#### Goal of the exercise
Carry on the text on interest rate cuts and real estate prices from where it ends.
:: Page excerpt ::
What effect on the real estate market can we now expect from interest rate cuts?
What the theory says
Finance theory (notably the Pasquale-Wheaton four quadrant approach) says that real estate assets, even housing, are valued essentially as a stream of potential income – rather like a corporate bond or an equity, and unlike gold or diamonds. The future cashflows from the asset are discounted at a cost of capital which reflects, amongst other things, both inflation and real interest rates. For domestic investors, this is theorised as the risk-free rate, plus a risk premium.
The risk-free rate, being referenced to the cost of government borrowing, falls when interest rates are cut. If the assumption is made that the rise in the risk premium caused by an increase in future projected share prices is offset by the increase in rents that the real estate asset will generate, then the lowering of the risk-free rate is a windfall gain to the investor, which will result in a rise in real estate prices across the market, measured by a fall in cap rates, which bear a close relationship theoretically to the market discount rate.
Market analysts often assume that the theory is correct. Borrowing becomes cheaper for investors and potential homebuyers, capital inflows can be expected from other countries, local stock markets respond positively, domestic bonds rise in value and even tourism becomes more attractive.
The currency effect of lower interest rates
Nothing comes without a cost, and the potential disadvantage of cutting interest rates was always considered to be the impact on the domestic currency. So, the definite winners from a cut in USD and local interest rates will generally be those who account in USD as they do not face this exchange rate risk.
For those who account in other currencies, the relative impact of currency versus borrowing costs will determine the extent to which they benefit. At present, with the advantage of a couple of months’ hindsight, it does seem as if the benefits will outweigh any disadvantages, as the USD has not fallen. In fact, looking at a basket of other currencies, quite the opposite for the dollar index: 91.49 on June 7 and 92.52 on September 13. If US policymakers intend to drive down the dollar, they will have to look elsewhere than modest interest rate cuts to do so.
This may have important implications for real estate markets, both in the USA and in those countries with exchange rates pegged to the dollar. Investors who based on the theory might have been reluctant to invest in such countries but would certainly have benefitted over the past year had they ignored its implications: as Cavendish Maxwell’s Currency Adjusted Real Estate Indices have demonstrated, viewed in currencies other than the USD, returns in the UAE and elsewhere in the region have held up extremely well.
What does the evidence tell us?
It is quite clear that, at least in the short term, the cut in interest rates has not fed through into higher real estate prices. Here is the evidence from Dubai:
Professional opinion from central bankers does however suggest that maximum impact from interest rate cuts takes between one to two years to have an effect. Partly, this is because many borrowers, including in the UAE, are on fixed term rates, at least over two to three years. An immediate rise in real estate prices should not therefore be expected. If the theory is correct, investors should jump in now.
A changed paradigm for interest rates?
There may, however, be much more important reasons why the UAE real estate market has not responded to an interest rate cut.
:::
:: Dataset records ::
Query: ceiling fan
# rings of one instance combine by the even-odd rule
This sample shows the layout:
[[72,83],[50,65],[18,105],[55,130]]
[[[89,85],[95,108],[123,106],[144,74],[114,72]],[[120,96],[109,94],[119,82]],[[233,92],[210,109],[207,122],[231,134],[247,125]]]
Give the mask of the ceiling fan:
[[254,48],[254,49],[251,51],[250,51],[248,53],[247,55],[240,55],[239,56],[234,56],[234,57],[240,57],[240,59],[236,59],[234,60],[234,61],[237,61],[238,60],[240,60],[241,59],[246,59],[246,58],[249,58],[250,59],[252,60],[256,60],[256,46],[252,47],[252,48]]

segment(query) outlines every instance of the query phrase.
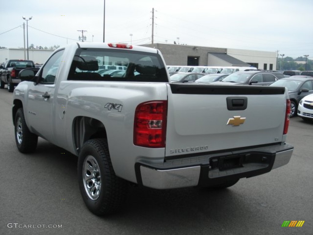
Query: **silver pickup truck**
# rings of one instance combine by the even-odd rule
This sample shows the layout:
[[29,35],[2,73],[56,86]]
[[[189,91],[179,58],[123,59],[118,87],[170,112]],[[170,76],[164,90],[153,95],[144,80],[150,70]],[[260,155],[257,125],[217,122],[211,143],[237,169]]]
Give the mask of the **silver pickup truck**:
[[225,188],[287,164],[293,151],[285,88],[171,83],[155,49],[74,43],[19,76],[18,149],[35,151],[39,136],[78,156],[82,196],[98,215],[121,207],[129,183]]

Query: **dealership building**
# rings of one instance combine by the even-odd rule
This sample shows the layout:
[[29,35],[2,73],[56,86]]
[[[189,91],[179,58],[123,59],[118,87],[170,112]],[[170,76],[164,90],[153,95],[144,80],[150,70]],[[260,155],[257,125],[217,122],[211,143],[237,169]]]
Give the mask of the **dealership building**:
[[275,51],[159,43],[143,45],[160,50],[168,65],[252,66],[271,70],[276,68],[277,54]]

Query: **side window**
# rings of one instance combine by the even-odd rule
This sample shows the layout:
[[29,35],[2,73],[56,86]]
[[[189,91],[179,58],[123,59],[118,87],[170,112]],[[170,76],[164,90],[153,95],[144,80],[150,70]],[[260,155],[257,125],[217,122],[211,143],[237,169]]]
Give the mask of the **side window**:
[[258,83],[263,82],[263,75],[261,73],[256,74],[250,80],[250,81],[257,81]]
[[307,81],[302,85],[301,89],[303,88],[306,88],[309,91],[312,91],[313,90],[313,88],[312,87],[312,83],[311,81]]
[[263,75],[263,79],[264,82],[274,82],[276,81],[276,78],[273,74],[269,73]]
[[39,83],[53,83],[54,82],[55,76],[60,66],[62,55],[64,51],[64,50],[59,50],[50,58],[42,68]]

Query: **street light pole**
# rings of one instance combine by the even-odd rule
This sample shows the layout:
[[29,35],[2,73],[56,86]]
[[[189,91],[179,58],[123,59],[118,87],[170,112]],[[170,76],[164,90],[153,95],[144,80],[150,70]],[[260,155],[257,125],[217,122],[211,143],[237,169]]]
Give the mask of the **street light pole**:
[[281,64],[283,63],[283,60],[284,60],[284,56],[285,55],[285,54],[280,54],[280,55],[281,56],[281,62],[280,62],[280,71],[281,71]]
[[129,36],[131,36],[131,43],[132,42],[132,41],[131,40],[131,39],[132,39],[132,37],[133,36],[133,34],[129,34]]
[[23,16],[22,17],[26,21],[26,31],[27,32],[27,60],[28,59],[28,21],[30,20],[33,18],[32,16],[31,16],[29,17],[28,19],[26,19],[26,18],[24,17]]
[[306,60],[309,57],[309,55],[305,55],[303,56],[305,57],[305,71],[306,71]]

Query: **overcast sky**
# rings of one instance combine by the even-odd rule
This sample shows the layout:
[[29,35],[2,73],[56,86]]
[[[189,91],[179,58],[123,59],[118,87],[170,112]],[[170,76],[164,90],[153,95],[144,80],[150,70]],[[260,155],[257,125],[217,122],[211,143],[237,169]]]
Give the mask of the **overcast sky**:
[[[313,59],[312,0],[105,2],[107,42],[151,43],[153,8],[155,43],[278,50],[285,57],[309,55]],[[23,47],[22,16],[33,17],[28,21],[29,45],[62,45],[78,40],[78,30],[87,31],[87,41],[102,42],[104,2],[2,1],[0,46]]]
:::
#### Written response
Firstly, modest cuts at current low levels of interest rates might well not be crucial to investors’ decision-making when their spending envelopes are not stretched. Interest rates may have to rise back to double-digits and lending ratios remain unchanged before this starts to take effect again. If an investor is proposing a house purchase with a USD 500,000 mortgage over 12 years, for example, the effect of raising interest rates from 1% even to 3% is just over USD 450/month. For a rate cut of 25 basis points, the benefit is under USD 60/month. If a 2% rise in interest rates over three years might be expected to have some significant impact, both on discretionary spending and on real estate investment, a 0.25% cut is certainly not likely to be enough to reverse the trend. These numbers are just not sufficient to pull a market out of recession, especially when bank margins will also be hurt by interest rate cuts, and policymakers will always have to strike a balance between the interests of borrowers and those of savers. Technical correlations over such a short time-frame may not tell us much, but whilst for villas it is 0.75, for apartments the figure is only 0.47, yet it is certainly hard to believe that villas are more levered than apartments, or that their occupants are more exposed to small interest rate changes.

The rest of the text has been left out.